**TASK DIRECTIONS**
What lines in the records below hold the string "foliage"? Please show them.

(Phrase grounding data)
====
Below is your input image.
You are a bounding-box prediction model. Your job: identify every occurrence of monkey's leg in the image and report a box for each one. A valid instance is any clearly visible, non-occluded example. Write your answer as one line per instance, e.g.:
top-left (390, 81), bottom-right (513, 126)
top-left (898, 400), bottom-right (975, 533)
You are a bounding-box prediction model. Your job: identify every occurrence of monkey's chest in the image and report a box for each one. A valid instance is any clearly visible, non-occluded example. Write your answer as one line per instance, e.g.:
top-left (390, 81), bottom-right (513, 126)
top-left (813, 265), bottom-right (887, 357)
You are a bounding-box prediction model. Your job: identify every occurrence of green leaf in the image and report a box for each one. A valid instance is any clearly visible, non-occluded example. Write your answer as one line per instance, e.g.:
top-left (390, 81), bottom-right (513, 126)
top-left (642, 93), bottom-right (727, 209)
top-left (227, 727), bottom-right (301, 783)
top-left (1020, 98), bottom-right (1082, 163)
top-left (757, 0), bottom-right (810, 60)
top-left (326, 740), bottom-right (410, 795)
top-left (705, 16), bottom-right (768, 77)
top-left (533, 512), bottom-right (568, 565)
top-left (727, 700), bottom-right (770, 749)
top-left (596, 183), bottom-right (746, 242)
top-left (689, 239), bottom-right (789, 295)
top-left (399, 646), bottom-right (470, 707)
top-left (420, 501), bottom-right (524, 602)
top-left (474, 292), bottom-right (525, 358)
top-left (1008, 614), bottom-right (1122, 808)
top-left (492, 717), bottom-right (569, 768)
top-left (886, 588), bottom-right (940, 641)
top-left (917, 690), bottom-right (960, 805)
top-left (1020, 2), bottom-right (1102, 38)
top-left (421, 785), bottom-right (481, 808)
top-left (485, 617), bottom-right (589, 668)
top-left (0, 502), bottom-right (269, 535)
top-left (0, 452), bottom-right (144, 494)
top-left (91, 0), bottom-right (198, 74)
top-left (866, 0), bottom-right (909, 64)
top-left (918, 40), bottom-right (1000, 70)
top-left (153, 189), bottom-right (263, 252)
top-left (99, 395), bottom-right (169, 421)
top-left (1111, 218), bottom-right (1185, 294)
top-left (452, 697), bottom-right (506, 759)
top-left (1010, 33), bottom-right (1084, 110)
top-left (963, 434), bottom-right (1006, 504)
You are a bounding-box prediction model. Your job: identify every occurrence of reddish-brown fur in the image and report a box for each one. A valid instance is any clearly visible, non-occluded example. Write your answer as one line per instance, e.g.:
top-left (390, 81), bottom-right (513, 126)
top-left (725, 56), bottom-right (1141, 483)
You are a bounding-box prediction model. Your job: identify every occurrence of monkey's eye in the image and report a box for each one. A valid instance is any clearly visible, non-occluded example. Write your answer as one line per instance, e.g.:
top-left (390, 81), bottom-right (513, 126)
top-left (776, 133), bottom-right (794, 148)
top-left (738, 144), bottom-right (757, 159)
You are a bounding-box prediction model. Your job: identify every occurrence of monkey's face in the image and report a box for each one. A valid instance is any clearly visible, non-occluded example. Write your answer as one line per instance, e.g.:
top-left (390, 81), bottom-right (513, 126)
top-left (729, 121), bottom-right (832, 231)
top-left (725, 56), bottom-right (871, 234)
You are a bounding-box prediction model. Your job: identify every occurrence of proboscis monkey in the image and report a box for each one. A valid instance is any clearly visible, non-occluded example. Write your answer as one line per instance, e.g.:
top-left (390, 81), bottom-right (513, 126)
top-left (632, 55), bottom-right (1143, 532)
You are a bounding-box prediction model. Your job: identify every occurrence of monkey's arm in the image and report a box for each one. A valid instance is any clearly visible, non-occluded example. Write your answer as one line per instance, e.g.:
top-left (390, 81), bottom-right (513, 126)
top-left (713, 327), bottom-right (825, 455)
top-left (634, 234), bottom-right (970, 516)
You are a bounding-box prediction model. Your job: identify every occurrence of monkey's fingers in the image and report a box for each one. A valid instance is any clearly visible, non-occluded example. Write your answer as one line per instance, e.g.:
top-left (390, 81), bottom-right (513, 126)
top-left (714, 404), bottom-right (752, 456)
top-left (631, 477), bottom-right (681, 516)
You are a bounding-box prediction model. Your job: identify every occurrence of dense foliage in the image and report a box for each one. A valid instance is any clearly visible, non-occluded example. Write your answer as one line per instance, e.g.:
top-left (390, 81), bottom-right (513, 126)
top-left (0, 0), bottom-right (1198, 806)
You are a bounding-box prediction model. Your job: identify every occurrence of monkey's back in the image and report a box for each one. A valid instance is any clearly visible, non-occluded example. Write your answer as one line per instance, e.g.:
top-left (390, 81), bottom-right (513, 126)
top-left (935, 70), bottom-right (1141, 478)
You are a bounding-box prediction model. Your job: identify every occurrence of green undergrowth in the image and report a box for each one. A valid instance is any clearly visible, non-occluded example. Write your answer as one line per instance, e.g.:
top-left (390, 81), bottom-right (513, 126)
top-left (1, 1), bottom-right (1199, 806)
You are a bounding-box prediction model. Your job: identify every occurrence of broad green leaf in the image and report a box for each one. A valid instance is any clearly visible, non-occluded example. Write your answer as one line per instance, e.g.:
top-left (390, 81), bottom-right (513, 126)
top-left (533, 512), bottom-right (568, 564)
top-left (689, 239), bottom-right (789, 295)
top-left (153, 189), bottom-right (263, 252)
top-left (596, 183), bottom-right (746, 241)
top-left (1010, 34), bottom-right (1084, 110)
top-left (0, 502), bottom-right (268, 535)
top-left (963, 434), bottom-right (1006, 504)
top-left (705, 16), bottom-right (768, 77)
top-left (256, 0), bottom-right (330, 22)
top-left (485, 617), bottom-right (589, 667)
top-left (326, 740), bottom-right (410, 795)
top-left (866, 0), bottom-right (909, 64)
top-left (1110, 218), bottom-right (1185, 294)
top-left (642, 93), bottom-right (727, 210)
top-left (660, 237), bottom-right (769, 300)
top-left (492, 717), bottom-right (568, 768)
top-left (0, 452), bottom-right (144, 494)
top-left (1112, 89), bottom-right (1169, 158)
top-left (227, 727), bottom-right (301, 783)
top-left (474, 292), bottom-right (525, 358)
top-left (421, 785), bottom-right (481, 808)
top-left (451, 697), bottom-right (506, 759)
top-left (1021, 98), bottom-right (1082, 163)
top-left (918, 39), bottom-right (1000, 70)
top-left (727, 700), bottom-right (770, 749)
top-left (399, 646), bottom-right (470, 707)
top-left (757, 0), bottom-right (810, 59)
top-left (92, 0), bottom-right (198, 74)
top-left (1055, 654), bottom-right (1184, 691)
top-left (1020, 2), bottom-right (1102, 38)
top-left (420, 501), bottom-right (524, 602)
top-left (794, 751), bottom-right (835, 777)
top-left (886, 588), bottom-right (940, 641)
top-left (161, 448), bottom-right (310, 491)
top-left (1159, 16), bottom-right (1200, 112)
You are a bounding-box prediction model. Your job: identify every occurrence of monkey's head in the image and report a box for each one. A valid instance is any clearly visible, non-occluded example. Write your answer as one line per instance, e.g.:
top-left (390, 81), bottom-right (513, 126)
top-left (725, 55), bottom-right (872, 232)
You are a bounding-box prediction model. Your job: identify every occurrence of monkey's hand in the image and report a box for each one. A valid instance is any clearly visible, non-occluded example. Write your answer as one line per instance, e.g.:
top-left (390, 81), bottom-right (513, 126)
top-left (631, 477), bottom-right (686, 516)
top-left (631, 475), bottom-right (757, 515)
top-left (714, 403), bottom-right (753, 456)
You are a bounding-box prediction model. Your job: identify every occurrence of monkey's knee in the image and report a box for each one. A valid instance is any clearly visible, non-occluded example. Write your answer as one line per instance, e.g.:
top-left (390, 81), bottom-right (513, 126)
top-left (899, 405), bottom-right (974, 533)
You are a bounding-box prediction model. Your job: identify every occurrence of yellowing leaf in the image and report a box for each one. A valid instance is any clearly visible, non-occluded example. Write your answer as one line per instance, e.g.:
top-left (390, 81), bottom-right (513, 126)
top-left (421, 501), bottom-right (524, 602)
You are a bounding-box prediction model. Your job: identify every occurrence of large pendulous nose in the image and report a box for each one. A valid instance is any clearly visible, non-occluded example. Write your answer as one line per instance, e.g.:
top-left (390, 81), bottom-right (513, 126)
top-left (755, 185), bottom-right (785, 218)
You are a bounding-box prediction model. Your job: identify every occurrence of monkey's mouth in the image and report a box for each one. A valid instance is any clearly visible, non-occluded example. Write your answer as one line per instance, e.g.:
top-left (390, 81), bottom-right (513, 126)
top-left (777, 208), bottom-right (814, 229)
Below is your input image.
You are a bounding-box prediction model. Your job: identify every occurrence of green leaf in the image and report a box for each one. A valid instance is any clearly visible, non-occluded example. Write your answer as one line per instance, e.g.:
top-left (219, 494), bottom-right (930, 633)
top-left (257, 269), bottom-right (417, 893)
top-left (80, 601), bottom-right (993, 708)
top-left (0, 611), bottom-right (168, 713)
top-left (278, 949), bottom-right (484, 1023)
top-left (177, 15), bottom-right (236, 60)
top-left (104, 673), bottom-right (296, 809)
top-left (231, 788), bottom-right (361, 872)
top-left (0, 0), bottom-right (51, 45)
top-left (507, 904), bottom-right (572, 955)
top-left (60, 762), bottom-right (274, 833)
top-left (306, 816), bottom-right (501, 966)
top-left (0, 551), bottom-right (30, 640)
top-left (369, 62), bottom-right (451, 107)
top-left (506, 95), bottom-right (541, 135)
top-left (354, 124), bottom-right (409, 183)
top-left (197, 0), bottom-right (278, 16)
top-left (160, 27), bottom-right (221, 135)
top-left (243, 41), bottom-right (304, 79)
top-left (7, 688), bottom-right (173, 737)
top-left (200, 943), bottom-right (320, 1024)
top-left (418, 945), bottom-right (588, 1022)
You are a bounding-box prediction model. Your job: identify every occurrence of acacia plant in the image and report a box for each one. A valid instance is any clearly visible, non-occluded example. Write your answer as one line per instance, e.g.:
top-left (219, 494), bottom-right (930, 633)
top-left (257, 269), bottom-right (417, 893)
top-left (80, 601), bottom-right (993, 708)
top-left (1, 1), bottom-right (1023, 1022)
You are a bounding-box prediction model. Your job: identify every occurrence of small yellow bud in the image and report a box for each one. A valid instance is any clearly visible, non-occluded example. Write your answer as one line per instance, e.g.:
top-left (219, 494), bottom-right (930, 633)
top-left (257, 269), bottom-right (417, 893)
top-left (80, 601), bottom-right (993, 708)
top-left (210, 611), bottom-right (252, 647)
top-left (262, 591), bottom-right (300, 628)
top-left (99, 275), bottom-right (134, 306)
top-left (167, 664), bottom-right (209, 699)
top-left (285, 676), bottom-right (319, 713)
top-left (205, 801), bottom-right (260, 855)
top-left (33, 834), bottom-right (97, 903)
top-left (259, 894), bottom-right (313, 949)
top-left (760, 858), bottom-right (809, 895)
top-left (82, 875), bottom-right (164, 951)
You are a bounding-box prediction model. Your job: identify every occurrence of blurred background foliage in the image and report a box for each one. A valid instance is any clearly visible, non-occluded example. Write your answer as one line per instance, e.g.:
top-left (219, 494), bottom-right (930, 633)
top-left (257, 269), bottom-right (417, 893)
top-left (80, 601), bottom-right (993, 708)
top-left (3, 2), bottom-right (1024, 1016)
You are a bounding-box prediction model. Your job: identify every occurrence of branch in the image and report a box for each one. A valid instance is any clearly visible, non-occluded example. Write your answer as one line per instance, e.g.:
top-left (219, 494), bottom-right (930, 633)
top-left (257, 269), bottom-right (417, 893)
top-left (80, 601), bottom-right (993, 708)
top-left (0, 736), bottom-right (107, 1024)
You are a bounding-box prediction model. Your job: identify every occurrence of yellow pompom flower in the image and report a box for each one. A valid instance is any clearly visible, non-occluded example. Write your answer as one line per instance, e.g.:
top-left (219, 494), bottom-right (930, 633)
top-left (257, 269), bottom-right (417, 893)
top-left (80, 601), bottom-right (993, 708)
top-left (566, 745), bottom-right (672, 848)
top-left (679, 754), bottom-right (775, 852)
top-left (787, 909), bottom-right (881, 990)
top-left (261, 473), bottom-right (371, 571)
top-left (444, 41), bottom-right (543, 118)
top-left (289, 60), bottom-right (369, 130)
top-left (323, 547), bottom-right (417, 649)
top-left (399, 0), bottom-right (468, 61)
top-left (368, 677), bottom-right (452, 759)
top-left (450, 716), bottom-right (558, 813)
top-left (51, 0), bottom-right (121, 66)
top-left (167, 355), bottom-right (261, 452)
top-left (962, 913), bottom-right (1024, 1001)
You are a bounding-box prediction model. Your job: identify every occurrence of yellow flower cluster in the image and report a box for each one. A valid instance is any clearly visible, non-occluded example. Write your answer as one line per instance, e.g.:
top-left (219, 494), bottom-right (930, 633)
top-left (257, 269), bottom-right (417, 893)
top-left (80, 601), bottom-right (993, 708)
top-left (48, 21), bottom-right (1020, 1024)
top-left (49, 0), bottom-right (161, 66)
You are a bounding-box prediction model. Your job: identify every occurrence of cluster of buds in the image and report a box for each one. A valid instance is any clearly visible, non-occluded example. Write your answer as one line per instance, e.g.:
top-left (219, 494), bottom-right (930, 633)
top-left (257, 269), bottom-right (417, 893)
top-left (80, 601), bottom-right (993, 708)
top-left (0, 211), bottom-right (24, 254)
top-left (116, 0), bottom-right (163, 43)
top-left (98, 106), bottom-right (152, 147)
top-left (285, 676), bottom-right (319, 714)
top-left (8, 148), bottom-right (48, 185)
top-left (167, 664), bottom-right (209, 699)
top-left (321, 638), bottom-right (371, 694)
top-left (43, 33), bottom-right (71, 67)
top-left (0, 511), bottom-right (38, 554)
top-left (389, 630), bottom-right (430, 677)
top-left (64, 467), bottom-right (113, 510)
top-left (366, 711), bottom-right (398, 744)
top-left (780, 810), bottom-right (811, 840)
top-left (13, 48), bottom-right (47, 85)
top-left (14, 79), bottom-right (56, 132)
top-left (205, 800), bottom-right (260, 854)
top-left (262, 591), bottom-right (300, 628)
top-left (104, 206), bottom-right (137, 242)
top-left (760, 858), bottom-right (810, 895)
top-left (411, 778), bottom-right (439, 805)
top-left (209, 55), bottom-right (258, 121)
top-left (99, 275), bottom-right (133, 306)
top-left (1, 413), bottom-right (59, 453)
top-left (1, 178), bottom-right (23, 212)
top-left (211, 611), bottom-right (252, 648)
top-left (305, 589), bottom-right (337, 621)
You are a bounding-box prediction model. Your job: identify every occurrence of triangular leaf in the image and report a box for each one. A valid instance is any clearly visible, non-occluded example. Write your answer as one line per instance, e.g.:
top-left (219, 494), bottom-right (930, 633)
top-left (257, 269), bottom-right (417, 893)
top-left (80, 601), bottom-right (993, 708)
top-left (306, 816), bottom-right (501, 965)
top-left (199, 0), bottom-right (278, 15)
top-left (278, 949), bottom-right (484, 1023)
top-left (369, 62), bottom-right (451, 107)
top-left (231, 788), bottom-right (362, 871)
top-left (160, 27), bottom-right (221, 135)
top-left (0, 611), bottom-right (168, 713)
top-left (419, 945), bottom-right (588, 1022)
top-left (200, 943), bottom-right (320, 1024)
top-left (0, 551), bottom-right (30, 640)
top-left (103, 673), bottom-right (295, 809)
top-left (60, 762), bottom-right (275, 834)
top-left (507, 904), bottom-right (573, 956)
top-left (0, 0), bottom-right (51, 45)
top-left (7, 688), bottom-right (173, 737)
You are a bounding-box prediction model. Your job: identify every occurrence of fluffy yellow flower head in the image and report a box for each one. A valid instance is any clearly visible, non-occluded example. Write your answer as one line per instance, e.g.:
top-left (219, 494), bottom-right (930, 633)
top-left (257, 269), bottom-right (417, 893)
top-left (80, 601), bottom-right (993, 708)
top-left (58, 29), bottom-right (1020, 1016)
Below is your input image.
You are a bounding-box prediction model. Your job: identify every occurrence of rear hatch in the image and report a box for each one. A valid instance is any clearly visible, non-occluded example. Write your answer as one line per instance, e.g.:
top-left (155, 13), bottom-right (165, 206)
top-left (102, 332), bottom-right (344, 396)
====
**RESPONSE AREA**
You are a bounding-box prediction model. Your job: identify every occurrence of dense foliage in the image and report a box for each one. A valid instance is any clearly visible, non-occluded example. Write your answer as one line per instance, e.g.:
You are a bounding-box prediction model. Your job: identify every occurrence of blurred background foliage in the image and report a box for each one. A valid instance is any clearly visible, non-occluded example. Write your answer as one line per instance, e.g.:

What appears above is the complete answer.